### AUFGABE
Übertrage diesen Satz aus dem Textauszug ins Englische: „Malis Wähler wollen nach einem Jahr der Instabilität vor allem Frieden.“

+++ TEXTAUSZUG

Expremier gilt als Favorit bei der Stichwahl um die Präsidentschaft in Mali

Von Martin Ling *

Malis Wähler wollen nach einem Jahr der Instabilität vor allem Frieden. Welcher Präsident ihn bewerkstelligen soll, wird sich am Sonntag bei der Stichwahl zeigen: Dort treffen zwei Altbekannte aufeinander: Expremier Ibrahim Boubacar Keita und Exfinanzminister Soumaila Cissé.

Einen brenzligen Moment gab es nach dem ersten Durchgang: Vorschnell kündigte der Minister für Territorialverwaltung, Moussa Sinko Coulibaly, an, dass Ibrahim Boubacar Keita (IBK) gute Aussichten hätte, schon im ersten Wahlgang zu obsiegen – da war gerade mal ein Drittel der Stimmen ausgezählt. Das löste im Lager von IBK Jubelstürme aus, bei den anderen 26 Kandidaten inklusive einer Kandidatin verständlichen Unmut. Denn dass angesichts dieser Kandidatenfülle einer in der ersten Runde eine absolute Mehrheit erreichen würde, war unwahrscheinlich. Mitglieder von Keitas Hauptrivalen Soumaila Cissé drohten umgehend mit einer juristischen Anfechtung und warfen dem Minister der Übergangsregierung Parteinahme vor. Für Beruhigung sorgte erst die Bekanntgabe des offiziellen Wahlergebnisses wenige Tage später: Demnach hatte Keita mit knapp 40 Prozent die absolute Mehrheit deutlich verfehlt, lag aber immerhin rund 20 Prozent vor Cissé.

++++++
+++ DATENSATZINHALT

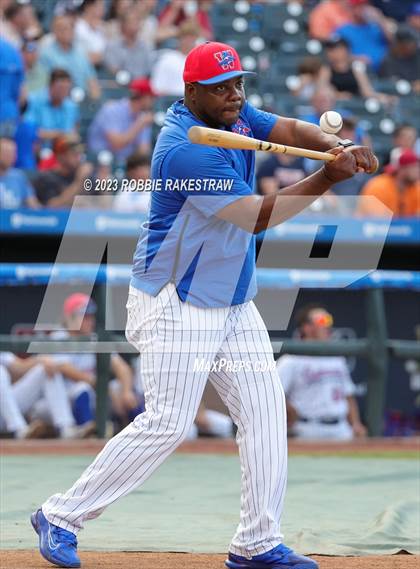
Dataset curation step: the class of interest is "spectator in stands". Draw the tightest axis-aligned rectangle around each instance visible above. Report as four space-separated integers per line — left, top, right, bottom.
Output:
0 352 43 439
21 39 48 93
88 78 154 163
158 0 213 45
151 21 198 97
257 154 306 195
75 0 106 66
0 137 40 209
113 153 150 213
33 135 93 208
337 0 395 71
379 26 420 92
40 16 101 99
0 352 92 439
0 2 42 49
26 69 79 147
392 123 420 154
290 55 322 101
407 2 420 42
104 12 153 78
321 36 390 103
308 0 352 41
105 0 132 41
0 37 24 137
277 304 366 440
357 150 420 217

++++++

### ANTWORT
After a year of instability, Mali's voters want peace above all.